Required work:
For the data below, give again exactly the lines from the one containing "Where can the trimmed shrub be found here?" through the one containing "Target: stone cross monument", both ends included, and no others.

Point-per-instance localization data:

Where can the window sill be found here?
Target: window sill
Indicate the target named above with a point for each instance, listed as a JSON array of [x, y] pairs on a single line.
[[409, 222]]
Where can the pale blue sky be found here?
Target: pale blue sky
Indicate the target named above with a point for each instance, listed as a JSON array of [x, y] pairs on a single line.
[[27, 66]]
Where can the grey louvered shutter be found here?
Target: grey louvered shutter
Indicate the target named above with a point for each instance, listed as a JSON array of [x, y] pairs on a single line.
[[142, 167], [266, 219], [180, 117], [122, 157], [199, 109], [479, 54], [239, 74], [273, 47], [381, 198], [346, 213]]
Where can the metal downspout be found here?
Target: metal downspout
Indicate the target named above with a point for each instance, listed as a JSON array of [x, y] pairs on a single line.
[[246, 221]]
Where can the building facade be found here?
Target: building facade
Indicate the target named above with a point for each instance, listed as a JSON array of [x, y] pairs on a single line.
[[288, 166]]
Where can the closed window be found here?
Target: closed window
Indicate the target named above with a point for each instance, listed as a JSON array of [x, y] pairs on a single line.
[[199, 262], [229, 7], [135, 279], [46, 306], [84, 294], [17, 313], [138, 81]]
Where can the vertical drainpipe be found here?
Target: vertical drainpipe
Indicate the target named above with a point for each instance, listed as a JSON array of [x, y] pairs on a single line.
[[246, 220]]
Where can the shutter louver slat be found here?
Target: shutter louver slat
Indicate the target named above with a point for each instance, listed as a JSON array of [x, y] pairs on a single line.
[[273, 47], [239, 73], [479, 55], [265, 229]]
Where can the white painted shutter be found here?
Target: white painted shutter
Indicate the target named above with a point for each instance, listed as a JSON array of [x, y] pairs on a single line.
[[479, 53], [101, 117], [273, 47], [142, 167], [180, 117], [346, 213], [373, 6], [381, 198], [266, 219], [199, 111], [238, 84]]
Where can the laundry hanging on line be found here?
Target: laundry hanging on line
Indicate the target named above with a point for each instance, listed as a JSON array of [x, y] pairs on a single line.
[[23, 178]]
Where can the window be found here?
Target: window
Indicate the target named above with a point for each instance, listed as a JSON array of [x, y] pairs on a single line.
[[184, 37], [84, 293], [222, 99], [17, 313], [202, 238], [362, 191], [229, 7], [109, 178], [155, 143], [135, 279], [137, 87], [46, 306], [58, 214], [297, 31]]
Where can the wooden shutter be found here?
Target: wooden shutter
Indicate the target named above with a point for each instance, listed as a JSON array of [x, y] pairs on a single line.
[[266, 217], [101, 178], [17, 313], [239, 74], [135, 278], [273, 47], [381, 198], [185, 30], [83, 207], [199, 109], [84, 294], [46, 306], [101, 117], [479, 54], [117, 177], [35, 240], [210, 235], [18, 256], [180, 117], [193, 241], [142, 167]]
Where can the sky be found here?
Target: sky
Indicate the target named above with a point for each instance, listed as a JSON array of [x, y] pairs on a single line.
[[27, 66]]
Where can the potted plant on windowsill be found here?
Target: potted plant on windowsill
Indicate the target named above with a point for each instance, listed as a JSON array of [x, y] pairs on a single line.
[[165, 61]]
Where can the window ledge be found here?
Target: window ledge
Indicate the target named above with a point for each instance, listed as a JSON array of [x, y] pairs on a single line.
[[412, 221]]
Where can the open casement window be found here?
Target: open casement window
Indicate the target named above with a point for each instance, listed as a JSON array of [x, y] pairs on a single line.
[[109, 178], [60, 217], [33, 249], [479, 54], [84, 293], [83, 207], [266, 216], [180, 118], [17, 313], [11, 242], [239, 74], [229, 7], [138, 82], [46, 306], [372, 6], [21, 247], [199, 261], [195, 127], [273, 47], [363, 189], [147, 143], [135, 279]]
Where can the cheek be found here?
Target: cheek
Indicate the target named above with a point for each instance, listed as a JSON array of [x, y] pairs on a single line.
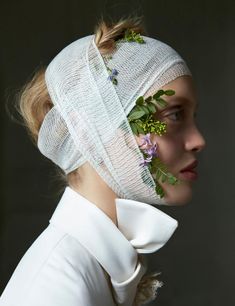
[[169, 150]]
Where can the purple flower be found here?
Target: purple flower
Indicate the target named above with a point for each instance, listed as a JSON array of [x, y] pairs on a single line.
[[146, 161], [152, 151], [114, 71], [110, 77], [146, 139]]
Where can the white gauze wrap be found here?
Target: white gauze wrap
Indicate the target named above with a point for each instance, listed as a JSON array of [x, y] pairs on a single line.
[[88, 122]]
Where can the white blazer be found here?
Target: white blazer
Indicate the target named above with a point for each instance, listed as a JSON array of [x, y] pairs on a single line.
[[83, 259]]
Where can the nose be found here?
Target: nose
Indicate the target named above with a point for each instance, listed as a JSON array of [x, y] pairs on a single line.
[[194, 141]]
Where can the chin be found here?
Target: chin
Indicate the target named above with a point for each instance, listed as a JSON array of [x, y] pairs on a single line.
[[177, 196]]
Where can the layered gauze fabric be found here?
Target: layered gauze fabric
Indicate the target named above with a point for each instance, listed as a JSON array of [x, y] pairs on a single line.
[[88, 122]]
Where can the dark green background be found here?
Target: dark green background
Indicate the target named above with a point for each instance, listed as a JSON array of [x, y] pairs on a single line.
[[198, 262]]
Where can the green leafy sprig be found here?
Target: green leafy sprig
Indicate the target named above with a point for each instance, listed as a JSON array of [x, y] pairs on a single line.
[[142, 122], [131, 35]]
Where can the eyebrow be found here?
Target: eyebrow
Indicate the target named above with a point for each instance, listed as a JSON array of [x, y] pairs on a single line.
[[183, 100]]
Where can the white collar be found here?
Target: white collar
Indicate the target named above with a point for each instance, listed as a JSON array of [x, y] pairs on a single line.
[[142, 228]]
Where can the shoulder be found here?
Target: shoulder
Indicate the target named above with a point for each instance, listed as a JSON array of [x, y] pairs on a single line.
[[55, 268]]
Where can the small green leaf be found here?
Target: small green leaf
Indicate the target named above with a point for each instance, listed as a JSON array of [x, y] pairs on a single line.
[[140, 100], [134, 128], [169, 92], [145, 109], [158, 94], [149, 99], [161, 102], [152, 108], [136, 115]]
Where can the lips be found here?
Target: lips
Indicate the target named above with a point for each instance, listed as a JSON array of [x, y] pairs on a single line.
[[190, 167]]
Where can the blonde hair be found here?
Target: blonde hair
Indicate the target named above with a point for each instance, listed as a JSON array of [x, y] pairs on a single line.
[[34, 102]]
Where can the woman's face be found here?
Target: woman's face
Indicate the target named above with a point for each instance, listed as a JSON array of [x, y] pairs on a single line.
[[177, 148]]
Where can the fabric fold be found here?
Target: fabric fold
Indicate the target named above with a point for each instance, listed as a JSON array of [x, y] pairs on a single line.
[[141, 229]]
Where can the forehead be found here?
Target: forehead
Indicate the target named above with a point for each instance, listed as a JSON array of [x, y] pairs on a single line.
[[185, 92]]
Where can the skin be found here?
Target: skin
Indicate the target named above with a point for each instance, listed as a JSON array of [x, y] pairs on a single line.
[[177, 149]]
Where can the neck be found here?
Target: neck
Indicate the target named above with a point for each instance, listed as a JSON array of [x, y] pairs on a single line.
[[93, 188]]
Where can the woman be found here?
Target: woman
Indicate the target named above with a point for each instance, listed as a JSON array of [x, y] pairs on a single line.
[[115, 111]]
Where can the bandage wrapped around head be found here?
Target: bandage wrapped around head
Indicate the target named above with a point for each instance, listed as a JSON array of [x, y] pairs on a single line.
[[88, 122]]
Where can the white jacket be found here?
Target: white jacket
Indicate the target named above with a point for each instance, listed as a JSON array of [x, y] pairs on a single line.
[[83, 259]]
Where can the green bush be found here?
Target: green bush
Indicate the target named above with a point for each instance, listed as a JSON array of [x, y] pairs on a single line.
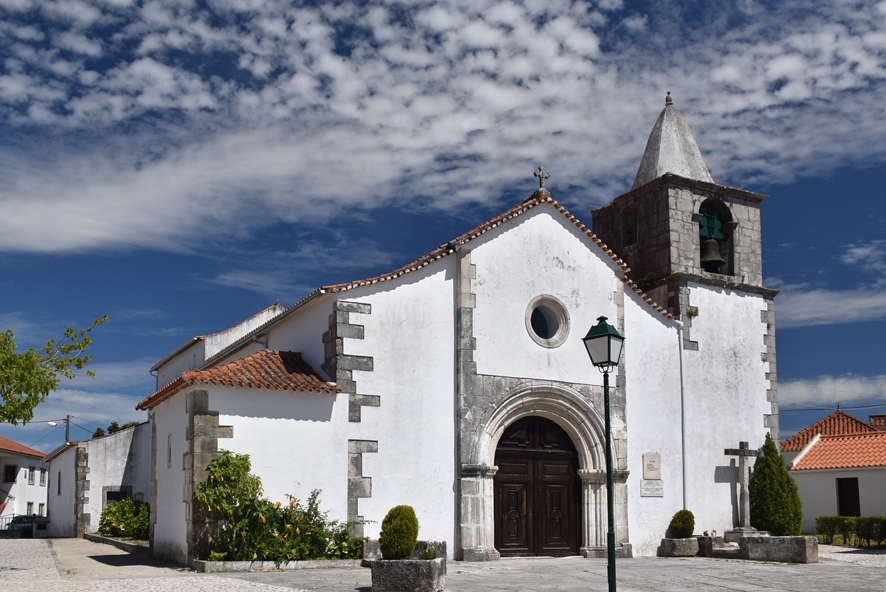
[[399, 532], [682, 525], [126, 518], [775, 500], [251, 527], [828, 526]]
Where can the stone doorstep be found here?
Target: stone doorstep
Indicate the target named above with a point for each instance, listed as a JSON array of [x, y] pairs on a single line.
[[122, 545], [246, 566]]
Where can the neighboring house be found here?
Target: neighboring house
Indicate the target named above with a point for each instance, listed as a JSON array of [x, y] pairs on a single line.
[[87, 475], [459, 383], [835, 424], [23, 482], [842, 475]]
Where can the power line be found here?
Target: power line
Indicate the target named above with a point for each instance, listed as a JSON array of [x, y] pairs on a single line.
[[48, 433]]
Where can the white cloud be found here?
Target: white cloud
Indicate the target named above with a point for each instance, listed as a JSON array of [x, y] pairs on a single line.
[[453, 101], [830, 390]]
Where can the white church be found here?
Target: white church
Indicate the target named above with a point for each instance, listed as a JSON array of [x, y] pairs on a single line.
[[459, 383]]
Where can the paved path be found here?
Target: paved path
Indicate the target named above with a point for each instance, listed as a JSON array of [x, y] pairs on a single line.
[[76, 565]]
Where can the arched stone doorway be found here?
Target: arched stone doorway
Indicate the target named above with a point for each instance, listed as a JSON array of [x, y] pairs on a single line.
[[537, 490]]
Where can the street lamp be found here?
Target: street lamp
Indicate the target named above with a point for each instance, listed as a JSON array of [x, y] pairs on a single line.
[[604, 345]]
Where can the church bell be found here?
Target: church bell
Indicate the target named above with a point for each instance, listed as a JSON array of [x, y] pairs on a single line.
[[710, 256]]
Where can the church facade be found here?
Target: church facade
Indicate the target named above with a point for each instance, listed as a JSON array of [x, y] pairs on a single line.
[[459, 384]]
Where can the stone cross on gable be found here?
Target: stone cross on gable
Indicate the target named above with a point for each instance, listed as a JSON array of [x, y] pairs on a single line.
[[542, 175], [744, 509]]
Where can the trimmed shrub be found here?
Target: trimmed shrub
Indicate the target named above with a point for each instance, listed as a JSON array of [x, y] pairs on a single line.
[[682, 524], [399, 533], [827, 526], [126, 518], [775, 500]]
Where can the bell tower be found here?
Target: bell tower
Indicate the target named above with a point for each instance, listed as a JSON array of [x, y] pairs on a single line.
[[676, 225]]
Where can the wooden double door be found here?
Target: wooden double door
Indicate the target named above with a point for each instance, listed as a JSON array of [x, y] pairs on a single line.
[[536, 490]]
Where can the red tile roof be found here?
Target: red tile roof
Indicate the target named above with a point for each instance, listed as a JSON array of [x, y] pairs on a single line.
[[7, 444], [845, 452], [268, 369], [838, 423], [537, 198]]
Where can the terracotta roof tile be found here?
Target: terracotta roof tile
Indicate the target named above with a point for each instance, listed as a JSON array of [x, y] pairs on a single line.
[[845, 452], [7, 444], [539, 197], [838, 423], [268, 369]]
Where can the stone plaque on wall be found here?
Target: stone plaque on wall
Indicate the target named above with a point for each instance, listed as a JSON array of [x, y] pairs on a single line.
[[652, 465], [651, 488]]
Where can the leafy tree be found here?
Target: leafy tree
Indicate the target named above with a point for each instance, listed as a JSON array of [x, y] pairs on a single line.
[[775, 501], [27, 378]]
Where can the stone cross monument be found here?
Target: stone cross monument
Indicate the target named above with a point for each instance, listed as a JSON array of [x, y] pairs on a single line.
[[744, 505]]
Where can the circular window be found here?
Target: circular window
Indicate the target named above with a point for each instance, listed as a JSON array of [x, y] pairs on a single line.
[[547, 321]]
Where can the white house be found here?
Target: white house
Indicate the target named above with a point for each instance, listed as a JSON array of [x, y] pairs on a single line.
[[459, 383], [842, 475], [23, 490], [87, 475]]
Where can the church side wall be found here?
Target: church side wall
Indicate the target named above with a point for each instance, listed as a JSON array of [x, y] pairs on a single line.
[[818, 492], [169, 537], [409, 334], [726, 399], [297, 442], [652, 376], [60, 506]]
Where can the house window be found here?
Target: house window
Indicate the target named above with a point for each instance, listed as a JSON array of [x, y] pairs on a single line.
[[847, 497], [547, 321], [10, 472]]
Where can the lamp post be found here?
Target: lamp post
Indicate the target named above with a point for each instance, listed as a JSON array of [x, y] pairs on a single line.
[[604, 345]]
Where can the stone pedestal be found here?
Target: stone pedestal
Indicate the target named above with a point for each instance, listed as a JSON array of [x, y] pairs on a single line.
[[678, 547], [408, 575]]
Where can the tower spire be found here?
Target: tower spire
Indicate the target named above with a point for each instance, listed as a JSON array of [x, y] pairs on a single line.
[[671, 148]]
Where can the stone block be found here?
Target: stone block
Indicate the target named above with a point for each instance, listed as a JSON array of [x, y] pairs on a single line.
[[798, 549], [358, 307], [408, 575], [678, 547]]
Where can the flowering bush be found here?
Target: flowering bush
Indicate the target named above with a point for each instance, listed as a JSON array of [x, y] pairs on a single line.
[[251, 527]]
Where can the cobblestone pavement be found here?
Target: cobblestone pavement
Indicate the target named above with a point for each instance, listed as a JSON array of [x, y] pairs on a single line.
[[76, 565]]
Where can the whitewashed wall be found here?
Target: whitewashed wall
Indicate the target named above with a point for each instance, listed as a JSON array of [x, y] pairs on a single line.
[[20, 489], [536, 254], [818, 492], [119, 459], [170, 534], [726, 387], [410, 335], [297, 442], [652, 374], [61, 499]]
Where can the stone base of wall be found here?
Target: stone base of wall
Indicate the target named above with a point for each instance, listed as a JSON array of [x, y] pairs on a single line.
[[782, 549]]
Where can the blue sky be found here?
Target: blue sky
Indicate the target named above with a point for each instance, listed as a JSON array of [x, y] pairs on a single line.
[[181, 165]]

Response to this exercise:
Where can the trimmed shrub be found here?
Target: trimmed shrub
Indicate the target named above with a point for each instance, listed as a JSON array of [x, y] pairs on a single line.
[[682, 524], [399, 533], [827, 526], [126, 518], [775, 500]]
Where can the bell tower be found here?
Target: bell tower
Indicate the target named above with a point for each instance, listed as a JSON array of [x, y] pairs on a single line.
[[676, 225]]
Where can the wooden double door be found here?
Target: wooden double door
Indicate the target named above with a point for each instance, listed as a JSON array of [x, y] pairs on a single line.
[[536, 490]]
Where can the red tile roof be found here?
Target: red tile roof
Indicate the target named above with a point for each instance, listed as a JSON array of [x, y] pairs on a single line.
[[7, 444], [845, 452], [268, 369], [838, 423], [537, 198]]
Where can the terracotta roof tile be found here?
Target: terracotta roof tile
Indicate the target named above with a point for each instance, listed as a JSON array of [x, y] pairs on a single line.
[[845, 452], [7, 444], [539, 197], [838, 423], [268, 369]]
Where can the stone plaque on wall be found here?
Target: stone plaque on wall
Indicate the target named above with a point for each instance, listed as a JSON array of [x, y] pairs on a single line.
[[652, 465], [651, 488]]
Where can the leafy tree be found here?
Target: leafy tree
Indicate the target named above with a point for each instance, listed as a JSON array of [x, y] pairs on a single line.
[[775, 501], [27, 378]]
Where can the stone cross monument be found here?
Target: stone cross monument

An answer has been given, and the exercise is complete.